> _Texte du document_:

Le portrait de la semaine : Maurice Bigot, 75 ans, charcutier à Pierrefonds, optimiste invétéré et travailleur acharné

C'est une institution à Pierrefonds dans l'Oise. La charcuterie de la place de l'hôtel de ville, comme son propriétaire, Maurice Bigot. Installé depuis les années 70, cet homme droit, optimiste et volontaire continue, à 75 ans, de travailler et de former des apprentis avec rigueur et bienveillance.

La première chose qui vous frappe lorsque vous rencontrez Maurice Bigot, c’est d’abord sa voix. Dans l’arrière-boutique de sa charcuterie de Pierrefonds dans l'Oise où il me reçoit, sa voix résonne. Elle est grave, concise et ferme. Le genre de voix qui ne trahit pas et qui vous donne à réfléchir dès qu’une phrase est formulée. Car le sens de la formule, il l’a en lui, Maurice Bigot. Pas pour faire joli mais parce que c’est sa façon à lui de me raconter sa vie...

> _Consigne A_: Recopiez à l'identique les enregistrements, en partant de la ligne qui contient « class is: black » et en allant jusqu'à la ligne qui contient « [0, 0, 718, 477] », ces deux lignes comprises.
Le texte et les enregistrements n'ont aucun lien entre eux.

Extrait d'un fichier de données
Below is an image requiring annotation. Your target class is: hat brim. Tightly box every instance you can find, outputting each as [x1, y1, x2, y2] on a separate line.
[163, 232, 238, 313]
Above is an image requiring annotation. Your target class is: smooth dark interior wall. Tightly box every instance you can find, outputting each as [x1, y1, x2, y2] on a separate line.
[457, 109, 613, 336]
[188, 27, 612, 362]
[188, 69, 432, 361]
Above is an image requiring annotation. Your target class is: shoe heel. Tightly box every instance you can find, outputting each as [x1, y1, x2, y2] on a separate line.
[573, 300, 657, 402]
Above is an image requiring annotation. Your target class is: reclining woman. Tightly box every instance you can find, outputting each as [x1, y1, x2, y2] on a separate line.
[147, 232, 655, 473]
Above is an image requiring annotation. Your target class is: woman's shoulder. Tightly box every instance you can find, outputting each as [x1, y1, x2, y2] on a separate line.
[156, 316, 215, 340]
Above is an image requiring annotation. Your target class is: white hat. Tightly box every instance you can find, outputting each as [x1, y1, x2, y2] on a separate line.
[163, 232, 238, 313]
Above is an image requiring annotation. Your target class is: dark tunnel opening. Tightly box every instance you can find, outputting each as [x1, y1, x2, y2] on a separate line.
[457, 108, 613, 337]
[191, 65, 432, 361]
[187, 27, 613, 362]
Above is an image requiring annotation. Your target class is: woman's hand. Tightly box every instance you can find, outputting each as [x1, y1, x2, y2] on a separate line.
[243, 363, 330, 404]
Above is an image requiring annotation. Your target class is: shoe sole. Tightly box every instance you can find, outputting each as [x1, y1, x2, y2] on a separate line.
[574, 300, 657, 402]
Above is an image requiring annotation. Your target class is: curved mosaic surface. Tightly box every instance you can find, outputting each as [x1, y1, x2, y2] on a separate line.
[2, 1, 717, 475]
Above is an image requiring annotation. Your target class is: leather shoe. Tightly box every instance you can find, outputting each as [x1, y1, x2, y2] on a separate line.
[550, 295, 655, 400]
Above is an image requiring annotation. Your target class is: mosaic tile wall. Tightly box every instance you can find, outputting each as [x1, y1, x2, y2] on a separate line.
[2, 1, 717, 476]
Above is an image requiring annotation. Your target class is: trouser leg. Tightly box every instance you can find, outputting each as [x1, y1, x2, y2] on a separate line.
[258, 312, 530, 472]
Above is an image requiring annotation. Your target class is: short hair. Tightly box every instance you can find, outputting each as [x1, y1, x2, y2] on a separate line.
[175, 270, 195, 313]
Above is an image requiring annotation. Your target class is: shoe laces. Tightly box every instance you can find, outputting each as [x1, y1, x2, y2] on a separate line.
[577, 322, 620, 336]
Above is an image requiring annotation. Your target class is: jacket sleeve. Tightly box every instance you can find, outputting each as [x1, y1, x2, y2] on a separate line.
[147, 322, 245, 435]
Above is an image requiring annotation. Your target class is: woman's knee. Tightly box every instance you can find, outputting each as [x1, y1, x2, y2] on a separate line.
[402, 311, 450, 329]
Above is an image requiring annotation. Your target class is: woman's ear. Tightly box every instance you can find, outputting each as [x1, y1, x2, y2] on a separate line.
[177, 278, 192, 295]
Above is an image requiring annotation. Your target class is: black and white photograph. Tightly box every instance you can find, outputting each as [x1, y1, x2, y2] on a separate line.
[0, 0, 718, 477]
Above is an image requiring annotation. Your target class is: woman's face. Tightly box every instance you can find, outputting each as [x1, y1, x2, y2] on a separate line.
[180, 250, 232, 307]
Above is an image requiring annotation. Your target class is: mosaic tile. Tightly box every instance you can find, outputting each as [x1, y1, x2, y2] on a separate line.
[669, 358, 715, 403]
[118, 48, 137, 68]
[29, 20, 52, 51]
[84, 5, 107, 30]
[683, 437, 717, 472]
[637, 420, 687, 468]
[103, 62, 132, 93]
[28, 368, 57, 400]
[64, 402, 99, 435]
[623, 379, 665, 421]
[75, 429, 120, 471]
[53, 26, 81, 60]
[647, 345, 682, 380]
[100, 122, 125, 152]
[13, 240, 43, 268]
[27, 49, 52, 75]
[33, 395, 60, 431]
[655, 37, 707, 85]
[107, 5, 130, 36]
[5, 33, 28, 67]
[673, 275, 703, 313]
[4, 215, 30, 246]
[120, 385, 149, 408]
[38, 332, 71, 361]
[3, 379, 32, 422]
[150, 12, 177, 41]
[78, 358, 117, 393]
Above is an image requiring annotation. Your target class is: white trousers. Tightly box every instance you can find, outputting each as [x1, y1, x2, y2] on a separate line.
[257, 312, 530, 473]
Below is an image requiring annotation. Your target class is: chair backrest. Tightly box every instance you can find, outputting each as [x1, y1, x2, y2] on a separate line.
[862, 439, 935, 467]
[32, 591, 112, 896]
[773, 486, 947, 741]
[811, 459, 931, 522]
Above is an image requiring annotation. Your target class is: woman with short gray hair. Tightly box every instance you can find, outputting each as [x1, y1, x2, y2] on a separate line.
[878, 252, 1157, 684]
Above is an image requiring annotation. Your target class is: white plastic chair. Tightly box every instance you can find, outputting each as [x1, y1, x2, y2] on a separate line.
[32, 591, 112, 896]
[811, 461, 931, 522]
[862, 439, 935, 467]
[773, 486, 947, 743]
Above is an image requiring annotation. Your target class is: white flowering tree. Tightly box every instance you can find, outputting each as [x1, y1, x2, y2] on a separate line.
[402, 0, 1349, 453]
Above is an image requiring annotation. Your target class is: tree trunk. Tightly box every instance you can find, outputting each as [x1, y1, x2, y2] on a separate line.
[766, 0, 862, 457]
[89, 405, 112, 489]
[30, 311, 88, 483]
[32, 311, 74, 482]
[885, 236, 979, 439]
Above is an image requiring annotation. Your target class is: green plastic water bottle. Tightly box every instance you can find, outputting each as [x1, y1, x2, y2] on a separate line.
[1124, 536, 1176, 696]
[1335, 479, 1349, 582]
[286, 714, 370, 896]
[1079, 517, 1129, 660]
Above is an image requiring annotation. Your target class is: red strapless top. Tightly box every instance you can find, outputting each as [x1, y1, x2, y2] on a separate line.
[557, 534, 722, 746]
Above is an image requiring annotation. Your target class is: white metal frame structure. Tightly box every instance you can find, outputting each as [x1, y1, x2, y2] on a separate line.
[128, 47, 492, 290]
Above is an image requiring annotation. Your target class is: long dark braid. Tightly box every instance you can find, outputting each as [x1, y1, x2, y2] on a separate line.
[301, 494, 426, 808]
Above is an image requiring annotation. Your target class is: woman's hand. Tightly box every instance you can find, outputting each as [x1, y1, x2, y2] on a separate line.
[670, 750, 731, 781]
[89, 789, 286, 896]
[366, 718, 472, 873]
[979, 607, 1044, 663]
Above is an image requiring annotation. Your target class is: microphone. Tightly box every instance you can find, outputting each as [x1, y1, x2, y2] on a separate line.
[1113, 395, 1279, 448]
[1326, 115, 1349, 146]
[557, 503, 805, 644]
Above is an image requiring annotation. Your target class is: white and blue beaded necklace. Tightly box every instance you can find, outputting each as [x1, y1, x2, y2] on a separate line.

> _Consigne B_: Prolongez le portrait du charcutier de Pierrefonds à partir de l'endroit où il s'arrête.

> _Résultat attendu A_:
Above is an image requiring annotation. Your target class is: black and white photograph. Tightly box every instance you can find, outputting each as [x1, y1, x2, y2] on a separate line.
[0, 0, 718, 477]

> _Résultat attendu B_:
Une enfance en familles d'accueil

Et ça commence en 1946. Le 14 avril précisément. Dans le Loiret. À Saint-Maurice Fessard précisément. Son lieu de naissance. Ses racines. Où il aime retourner malgré une enfance tout droit sortie d’un roman de Victor Hugo.

Lui et sa sœur jumelle sont placés dès l’âge de 2 ans par la DASS. Ballottés de foyers en familles d'accueil, ils sont séparés à plusieurs reprises. Maurice Bigot se souvient de certaines phrases que seuls les adultes devraient entendre. Des pharses qui parlent d’argent pour continuer d’avoir la garde. Il se lève pour me montrer une carte de famille nombreuse SNCF : "Vous voyez la tristesse dans le regard d’un gosse à cet âge-là".

Personne ne sait presque rien de ses parents. Lui si. C’est un secret et probablement sa plus grande blessure. Et c’est avec elle qu’il va grandir.

Son certificat d’étude, il le décroche avec une première place. Pour le récompenser, le village lui offre un ticket pour assister au spectacle du cirque Amar. On l’y emmène en tracteur. C’est le seul souvenir heureux de son enfance.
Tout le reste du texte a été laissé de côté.